Given task = Please pick out every line of the material below that contains the word "column", and copy each of those lines in full.

Records from a data source:
-----
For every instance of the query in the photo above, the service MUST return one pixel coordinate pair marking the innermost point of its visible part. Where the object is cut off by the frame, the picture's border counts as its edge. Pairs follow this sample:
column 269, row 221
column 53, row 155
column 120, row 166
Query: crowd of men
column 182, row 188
-----
Written response =
column 269, row 221
column 53, row 155
column 120, row 166
column 182, row 188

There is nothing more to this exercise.